Rewrite the rows below, changing every "house style" to "standard format" and leaving everything else untouched.

[Stored records]
<<<<

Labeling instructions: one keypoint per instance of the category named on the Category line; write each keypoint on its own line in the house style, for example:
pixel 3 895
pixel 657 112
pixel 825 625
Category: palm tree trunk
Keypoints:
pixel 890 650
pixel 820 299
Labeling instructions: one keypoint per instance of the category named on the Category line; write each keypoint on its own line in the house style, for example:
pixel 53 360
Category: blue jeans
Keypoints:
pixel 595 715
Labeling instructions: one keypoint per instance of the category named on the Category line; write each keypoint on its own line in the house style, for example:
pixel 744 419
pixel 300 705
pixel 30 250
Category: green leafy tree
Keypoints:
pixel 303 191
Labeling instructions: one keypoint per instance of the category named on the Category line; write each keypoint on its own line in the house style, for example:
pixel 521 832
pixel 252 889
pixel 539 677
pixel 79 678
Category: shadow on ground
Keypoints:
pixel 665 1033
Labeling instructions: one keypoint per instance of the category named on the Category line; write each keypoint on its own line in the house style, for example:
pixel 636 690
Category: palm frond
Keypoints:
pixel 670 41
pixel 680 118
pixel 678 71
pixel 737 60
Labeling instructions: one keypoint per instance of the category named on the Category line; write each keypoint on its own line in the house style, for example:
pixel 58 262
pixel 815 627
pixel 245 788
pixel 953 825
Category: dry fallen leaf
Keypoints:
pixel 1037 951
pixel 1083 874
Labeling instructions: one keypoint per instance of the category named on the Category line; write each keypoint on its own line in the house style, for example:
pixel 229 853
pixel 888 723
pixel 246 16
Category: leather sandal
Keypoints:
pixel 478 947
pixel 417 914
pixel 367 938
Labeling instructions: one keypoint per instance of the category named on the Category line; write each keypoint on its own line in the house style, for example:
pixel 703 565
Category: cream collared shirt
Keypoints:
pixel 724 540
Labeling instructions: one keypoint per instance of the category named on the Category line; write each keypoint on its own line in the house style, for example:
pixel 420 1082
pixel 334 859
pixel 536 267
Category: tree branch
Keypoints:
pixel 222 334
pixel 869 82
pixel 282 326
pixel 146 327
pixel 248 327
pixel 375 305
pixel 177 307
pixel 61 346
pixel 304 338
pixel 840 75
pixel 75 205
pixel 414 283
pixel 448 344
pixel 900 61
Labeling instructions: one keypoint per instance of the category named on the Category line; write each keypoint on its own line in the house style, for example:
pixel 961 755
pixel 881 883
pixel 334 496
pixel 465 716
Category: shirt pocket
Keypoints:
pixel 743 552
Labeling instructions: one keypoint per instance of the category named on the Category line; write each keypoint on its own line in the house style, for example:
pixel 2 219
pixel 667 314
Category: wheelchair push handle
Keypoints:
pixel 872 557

>>>>

● **Worked solution**
Labeling instructions: one keypoint per instance of the category named on the Category line; write each keypoint on its own line in the standard format, for example:
pixel 3 895
pixel 657 112
pixel 825 625
Category: palm tree trunk
Keypoints:
pixel 890 650
pixel 820 299
Labeling instructions: one keypoint per instance of the category named on the Category line; write each keypoint on its own line in the standard format, for example:
pixel 53 360
Category: blue jeans
Keypoints:
pixel 595 715
Labeling instructions: one keypoint per instance of the category named on the Category line; write each keypoint on its own line in the standard format, for example:
pixel 744 419
pixel 300 705
pixel 30 250
Category: green leafy tree
Keypoints:
pixel 303 191
Labeling instructions: one keypoint per instance of the category named on the Category line; write each keypoint on its own line in the standard format, for example:
pixel 521 832
pixel 252 889
pixel 539 677
pixel 79 678
Category: shadow on ground
Keypoints:
pixel 665 1033
Labeling instructions: one keypoint per instance of the category named on the Category line; write each keypoint on its own line in the standard format, for example:
pixel 636 690
Category: palm frond
Keypoints:
pixel 670 41
pixel 680 118
pixel 678 71
pixel 737 60
Labeling instructions: one keypoint per instance of the category named on the Category line; write each keypoint on its own line in the standard format, for example:
pixel 58 262
pixel 815 627
pixel 245 788
pixel 953 825
Category: dry fallen leaf
Keypoints:
pixel 1037 951
pixel 1083 874
Labeling instructions: one keypoint per instance of the category named on the Category line; write each keypoint on its own line in the standard format, for example:
pixel 229 853
pixel 888 723
pixel 246 16
Category: leather sandal
Keypoints:
pixel 478 947
pixel 417 914
pixel 367 938
Labeling instructions: one keypoint per instance of the category named on the Category line; write each keypoint on its own line in the standard format, for example:
pixel 703 565
Category: cream collared shirt
Keypoints:
pixel 724 540
Labeling instructions: one keypoint per instance of the category named on the Category line; write each keypoint on its own line in the standard format, for example:
pixel 420 1082
pixel 334 859
pixel 536 267
Category: tree branch
Keypoints:
pixel 222 334
pixel 869 82
pixel 282 326
pixel 146 327
pixel 248 327
pixel 375 305
pixel 177 307
pixel 61 346
pixel 304 338
pixel 840 75
pixel 75 205
pixel 414 283
pixel 448 344
pixel 900 61
Labeling instructions: one keypoint per instance of the category named on the Category line; write each keypoint on its own line in the standard format, for example:
pixel 961 755
pixel 881 883
pixel 334 496
pixel 465 716
Category: shirt pocket
Keypoints:
pixel 743 552
Labeling instructions: one keypoint per instance of the category named on the Category line; write each keypoint on its own line in the standard format, for example:
pixel 2 219
pixel 667 314
Category: wheelchair push handle
Keypoints:
pixel 872 557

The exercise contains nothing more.